== Supplied entries ==

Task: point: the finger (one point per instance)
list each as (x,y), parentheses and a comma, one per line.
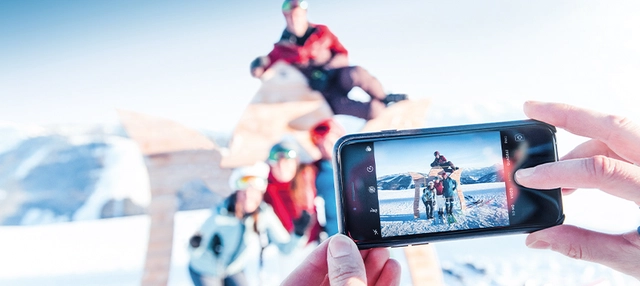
(390,274)
(589,149)
(615,177)
(620,252)
(313,270)
(344,262)
(374,261)
(617,132)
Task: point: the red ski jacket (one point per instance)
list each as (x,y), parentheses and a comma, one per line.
(315,48)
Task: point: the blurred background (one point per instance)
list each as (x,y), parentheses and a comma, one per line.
(74,189)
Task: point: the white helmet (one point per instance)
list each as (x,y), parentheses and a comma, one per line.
(258,170)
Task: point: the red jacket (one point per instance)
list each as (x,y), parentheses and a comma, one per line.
(317,49)
(278,195)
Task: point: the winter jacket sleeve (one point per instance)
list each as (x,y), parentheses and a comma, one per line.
(278,235)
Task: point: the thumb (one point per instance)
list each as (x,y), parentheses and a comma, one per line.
(345,262)
(620,252)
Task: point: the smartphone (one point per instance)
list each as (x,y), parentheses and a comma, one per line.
(406,187)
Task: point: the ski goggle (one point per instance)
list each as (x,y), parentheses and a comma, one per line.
(282,154)
(288,5)
(251,181)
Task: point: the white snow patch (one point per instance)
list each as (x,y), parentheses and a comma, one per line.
(11,134)
(33,161)
(64,250)
(124,176)
(36,216)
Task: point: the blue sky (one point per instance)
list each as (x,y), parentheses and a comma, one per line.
(78,61)
(415,155)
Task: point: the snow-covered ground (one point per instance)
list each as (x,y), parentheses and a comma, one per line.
(396,211)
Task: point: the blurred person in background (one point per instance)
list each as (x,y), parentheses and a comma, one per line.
(324,61)
(324,135)
(291,189)
(238,230)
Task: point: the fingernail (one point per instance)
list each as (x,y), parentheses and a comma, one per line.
(539,244)
(523,173)
(340,246)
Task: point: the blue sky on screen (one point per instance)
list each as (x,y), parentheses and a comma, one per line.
(415,155)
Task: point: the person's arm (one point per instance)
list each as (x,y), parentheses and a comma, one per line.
(340,55)
(337,261)
(278,235)
(609,162)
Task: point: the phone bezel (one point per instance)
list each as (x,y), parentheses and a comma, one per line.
(450,130)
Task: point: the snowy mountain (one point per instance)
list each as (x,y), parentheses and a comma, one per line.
(69,173)
(403,181)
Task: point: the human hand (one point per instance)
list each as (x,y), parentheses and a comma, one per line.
(609,162)
(337,262)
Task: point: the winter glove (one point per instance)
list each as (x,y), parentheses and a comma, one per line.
(195,240)
(300,224)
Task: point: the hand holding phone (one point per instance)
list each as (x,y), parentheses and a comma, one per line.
(408,187)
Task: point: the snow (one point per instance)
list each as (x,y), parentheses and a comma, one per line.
(11,134)
(124,176)
(60,253)
(33,161)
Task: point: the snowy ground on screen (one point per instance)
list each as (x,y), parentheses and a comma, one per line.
(486,207)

===

Work required — Replace "parentheses" with "round brackets" throughout the material above and reproduce it with nothing else changed, leaving out the pictures.

Output of the exercise —
Task: point: the finger (one point per instance)
list each as (x,y), round brackets and a comma, one per line.
(390,274)
(589,149)
(615,177)
(620,252)
(313,270)
(344,262)
(374,261)
(617,132)
Task: point: the red ski jacket (one point per instance)
list each as (x,y), round brackets and a comma, one per line.
(315,48)
Task: point: the blurred background (one point per instance)
list each as (x,y), round brackets and a comma, one per line.
(74,189)
Task: point: the white helmet (one point per instance)
list each as (x,y), round brackets and a comma, one per line.
(258,170)
Task: point: the red jacket (one point per instance)
list each as (x,y), round brackets and a comma, one per line.
(317,49)
(278,195)
Task: point: the winter jacket sleeve (one point per instance)
list each as (x,y), round brackets and a comma, one per line.
(278,235)
Task: point: the thumb (one point per instance)
list each as (x,y), round brackets and a comma, one per line.
(345,262)
(620,252)
Task: point: the smartphone (one point per instance)
list each as (x,y), round brackets and a comma, one per line.
(406,187)
Task: point: the ski goggle (one point per instance)
list each as (x,y), round brackets and a comma, one per line.
(282,154)
(288,5)
(251,181)
Task: point: the white snow patch (one point per instance)
list each as (x,y), round brackets and a comma, one per line.
(11,134)
(33,161)
(64,250)
(124,176)
(36,216)
Task: point: the blue sky (one point per instance)
list each as (x,y), round brackets and a comma, one per line.
(78,61)
(415,155)
Task: point: the snow-covered ground (one point per instance)
list each as (x,y), round brackets and a comma, one per line.
(396,211)
Task: point: the blurred person in background (one point per instance)
list each as (x,y), round brackets and a comma, one per line.
(324,61)
(324,135)
(291,189)
(238,230)
Task: point: the fingernail (one point per instance)
list each as (x,y), round brackets and a comma, one per line.
(539,244)
(523,173)
(340,246)
Task: point: the blue sky on screen (one point per instance)
list each as (x,y), round brackets and a comma, one per line.
(415,155)
Task: point: the person's arm (one point per instance)
list each as (x,y), round brackets and a comma, one per line.
(340,55)
(337,261)
(278,235)
(609,162)
Task: point: the phone bezel (one point per instance)
list each as (x,y), round brackets and a comma, one per line.
(450,130)
Task: point: the snowy mountain (one point per instance)
list each as (x,y), round brackets and a comma, one per line.
(69,173)
(403,181)
Task: point: the human hand (one point per instance)
list each as (x,y), round brackets and a comma, one per line.
(609,162)
(337,262)
Task: point: the winter glove (one point per instance)
list each as (x,y), round brackets and a comma, one per line.
(195,240)
(300,224)
Task: point: the hand holding phone (one point per instance)
list each as (x,y), round brackets and a comma, one per line.
(408,187)
Task: point: the snow (one point per instance)
list each as (x,y), round brackets and a comma, one per line.
(11,134)
(124,176)
(60,253)
(33,161)
Task: point: the snowy ground on screen (one point per instance)
list each as (x,y), round brackets and a comma, one per line.
(486,207)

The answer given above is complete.